**The problem**
Can you reproduce, word for word, the lines of the items below between the one holding "Tag the sunglasses" and the one holding "<point>134,265</point>", both included?

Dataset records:
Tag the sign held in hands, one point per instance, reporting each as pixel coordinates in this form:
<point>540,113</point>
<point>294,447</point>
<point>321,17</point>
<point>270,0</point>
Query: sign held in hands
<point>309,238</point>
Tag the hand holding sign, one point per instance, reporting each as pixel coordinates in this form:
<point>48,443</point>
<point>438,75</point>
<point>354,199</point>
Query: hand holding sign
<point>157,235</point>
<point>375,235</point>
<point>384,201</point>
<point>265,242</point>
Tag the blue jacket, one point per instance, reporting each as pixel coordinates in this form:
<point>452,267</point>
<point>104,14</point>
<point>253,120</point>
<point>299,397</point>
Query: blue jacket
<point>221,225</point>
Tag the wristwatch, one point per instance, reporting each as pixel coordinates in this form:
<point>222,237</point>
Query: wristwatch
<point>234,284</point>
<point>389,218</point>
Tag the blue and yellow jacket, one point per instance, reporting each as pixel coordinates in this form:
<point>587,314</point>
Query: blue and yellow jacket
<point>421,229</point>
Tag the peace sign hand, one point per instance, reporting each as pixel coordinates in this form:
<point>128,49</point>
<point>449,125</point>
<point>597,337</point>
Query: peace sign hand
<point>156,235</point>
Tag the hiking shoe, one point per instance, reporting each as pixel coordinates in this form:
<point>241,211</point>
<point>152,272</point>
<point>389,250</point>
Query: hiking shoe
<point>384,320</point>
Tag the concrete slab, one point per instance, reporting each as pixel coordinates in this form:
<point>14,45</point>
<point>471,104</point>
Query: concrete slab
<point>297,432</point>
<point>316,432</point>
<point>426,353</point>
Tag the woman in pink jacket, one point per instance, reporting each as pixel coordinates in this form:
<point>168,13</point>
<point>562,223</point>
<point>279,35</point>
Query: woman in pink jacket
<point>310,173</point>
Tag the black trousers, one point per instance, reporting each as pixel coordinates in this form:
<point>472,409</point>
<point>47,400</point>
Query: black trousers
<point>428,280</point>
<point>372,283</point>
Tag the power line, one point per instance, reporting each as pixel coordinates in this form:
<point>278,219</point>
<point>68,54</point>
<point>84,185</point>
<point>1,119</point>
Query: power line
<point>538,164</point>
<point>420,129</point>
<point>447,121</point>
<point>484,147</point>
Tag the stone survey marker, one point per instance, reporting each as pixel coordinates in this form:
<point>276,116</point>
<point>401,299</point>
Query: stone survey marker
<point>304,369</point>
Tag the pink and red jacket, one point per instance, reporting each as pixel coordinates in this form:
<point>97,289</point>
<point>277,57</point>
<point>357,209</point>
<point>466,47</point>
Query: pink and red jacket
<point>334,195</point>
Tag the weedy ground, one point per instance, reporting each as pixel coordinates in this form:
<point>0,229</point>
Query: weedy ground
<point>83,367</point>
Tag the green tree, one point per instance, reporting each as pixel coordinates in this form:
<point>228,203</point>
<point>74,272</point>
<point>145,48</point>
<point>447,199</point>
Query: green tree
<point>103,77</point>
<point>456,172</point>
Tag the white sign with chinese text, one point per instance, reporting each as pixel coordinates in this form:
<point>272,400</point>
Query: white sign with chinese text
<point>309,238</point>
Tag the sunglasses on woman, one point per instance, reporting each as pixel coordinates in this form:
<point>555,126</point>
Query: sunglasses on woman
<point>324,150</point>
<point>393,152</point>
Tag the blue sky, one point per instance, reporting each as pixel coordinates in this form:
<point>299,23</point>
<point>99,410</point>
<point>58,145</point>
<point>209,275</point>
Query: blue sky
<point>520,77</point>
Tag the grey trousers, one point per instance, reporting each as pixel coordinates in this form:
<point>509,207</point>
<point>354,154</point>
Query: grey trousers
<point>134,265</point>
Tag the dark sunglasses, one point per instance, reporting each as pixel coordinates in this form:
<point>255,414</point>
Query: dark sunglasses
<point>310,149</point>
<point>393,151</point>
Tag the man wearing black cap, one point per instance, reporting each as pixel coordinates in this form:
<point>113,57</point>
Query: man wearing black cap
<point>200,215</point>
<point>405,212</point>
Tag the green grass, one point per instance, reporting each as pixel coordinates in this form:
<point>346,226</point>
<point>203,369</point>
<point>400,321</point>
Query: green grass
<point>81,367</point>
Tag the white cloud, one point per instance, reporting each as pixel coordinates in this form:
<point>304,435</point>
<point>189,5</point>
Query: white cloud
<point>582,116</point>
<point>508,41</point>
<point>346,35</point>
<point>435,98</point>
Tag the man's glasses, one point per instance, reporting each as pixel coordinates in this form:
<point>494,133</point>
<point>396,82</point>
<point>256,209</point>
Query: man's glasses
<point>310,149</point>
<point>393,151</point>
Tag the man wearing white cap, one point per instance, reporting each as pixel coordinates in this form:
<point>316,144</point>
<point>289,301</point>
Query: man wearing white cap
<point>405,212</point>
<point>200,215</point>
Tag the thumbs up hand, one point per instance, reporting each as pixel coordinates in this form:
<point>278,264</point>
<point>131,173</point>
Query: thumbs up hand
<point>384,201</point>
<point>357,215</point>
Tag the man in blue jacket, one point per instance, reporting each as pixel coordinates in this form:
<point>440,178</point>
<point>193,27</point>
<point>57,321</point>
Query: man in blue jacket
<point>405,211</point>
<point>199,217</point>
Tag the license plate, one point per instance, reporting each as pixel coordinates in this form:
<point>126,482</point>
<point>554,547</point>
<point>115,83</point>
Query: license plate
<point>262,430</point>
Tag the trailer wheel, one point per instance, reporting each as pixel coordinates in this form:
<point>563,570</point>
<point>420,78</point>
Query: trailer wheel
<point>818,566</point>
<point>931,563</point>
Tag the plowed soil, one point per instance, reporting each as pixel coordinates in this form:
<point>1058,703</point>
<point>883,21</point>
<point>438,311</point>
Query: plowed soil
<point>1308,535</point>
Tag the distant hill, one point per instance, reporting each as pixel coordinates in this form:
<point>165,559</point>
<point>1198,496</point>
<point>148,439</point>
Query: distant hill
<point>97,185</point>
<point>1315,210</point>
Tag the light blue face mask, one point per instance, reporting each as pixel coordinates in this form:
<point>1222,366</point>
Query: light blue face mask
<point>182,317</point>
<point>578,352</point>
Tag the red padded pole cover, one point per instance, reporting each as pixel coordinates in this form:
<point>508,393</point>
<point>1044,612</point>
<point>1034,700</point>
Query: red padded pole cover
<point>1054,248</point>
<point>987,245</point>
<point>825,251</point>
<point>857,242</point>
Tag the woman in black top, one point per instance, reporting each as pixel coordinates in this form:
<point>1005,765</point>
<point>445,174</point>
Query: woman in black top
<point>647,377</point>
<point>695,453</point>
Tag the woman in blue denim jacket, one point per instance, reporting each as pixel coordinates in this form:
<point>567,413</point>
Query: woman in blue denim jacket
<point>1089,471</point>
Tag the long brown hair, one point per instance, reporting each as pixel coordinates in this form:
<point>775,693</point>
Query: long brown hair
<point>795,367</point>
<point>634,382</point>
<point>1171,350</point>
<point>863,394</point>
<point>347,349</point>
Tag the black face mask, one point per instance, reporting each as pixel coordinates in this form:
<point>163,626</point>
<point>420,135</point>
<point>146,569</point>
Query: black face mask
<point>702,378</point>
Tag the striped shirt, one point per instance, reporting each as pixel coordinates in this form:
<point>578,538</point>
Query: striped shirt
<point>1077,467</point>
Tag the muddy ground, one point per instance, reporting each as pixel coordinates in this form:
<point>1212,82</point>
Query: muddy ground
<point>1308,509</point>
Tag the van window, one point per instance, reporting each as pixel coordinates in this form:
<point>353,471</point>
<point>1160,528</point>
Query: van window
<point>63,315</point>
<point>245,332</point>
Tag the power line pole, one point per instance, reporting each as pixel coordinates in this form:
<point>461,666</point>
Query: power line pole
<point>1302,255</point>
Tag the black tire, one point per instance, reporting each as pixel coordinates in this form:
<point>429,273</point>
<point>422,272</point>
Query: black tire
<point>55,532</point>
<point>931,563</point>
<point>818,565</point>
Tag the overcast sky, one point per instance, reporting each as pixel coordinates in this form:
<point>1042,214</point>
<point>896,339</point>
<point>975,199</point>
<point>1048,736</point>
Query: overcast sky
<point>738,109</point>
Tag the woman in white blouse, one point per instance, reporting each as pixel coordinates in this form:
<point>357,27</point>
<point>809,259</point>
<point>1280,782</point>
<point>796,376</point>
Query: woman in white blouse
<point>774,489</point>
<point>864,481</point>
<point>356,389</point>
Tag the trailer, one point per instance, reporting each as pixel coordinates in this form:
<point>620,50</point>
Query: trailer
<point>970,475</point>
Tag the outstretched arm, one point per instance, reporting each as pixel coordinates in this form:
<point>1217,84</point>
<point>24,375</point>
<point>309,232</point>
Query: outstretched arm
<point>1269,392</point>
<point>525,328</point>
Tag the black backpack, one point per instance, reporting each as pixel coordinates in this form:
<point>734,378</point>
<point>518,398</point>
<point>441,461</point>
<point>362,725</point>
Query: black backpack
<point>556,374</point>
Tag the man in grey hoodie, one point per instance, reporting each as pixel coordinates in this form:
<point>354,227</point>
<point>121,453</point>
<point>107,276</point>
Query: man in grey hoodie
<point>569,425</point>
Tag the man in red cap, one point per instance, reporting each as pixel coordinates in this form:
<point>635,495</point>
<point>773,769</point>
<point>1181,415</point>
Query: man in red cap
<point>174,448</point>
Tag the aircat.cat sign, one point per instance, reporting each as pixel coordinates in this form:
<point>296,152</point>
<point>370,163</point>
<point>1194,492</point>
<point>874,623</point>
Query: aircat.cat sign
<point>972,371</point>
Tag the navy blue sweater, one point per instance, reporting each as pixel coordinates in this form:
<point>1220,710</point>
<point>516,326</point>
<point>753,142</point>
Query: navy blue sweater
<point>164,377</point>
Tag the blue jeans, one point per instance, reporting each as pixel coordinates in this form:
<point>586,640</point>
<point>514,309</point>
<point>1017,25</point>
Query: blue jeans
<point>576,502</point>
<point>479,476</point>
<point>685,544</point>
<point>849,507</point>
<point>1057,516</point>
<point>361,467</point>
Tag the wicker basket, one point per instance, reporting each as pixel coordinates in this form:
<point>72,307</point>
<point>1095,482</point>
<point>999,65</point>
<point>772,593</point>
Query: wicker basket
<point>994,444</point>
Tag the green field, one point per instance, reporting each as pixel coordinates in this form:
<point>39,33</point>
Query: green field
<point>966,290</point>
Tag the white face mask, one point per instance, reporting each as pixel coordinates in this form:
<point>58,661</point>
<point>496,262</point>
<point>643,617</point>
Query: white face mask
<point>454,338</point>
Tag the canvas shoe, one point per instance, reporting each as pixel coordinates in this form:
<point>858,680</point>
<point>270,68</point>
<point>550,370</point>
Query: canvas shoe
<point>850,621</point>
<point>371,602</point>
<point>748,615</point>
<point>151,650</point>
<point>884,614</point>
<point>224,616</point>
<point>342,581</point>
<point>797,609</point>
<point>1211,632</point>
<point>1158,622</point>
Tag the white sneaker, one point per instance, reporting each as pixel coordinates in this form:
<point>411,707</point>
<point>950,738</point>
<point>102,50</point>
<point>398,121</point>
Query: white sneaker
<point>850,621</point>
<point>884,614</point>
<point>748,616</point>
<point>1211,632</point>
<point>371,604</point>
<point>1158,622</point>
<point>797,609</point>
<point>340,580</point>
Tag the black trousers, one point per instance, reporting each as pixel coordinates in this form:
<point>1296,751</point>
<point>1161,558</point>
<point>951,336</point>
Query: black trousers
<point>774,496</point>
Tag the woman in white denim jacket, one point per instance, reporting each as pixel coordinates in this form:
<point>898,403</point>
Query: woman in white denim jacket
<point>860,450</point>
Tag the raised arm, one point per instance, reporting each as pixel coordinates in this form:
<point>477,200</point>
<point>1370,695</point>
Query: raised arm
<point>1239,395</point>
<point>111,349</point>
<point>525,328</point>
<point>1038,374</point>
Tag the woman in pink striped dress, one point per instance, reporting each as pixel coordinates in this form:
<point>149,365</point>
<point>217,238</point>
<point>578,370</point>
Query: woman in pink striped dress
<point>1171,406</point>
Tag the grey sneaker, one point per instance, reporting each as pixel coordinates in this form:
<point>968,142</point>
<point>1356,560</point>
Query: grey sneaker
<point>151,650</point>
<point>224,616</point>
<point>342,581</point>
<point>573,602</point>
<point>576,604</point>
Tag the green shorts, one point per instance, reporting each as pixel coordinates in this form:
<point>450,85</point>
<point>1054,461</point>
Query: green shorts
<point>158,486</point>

**The answer**
Tag the sunglasses on woman, one point per instance, reporting each as pixel coordinates in this form:
<point>555,126</point>
Query: sunglasses on woman
<point>324,150</point>
<point>393,152</point>
Tag the blue sky, one point per instance, reporting each as pixel coordinates in this form:
<point>299,23</point>
<point>99,410</point>
<point>58,145</point>
<point>209,275</point>
Query: blue sky
<point>520,77</point>
Tag the grey trousers, one point per instance, reporting each as pixel coordinates in this form:
<point>509,207</point>
<point>354,154</point>
Query: grey trousers
<point>134,265</point>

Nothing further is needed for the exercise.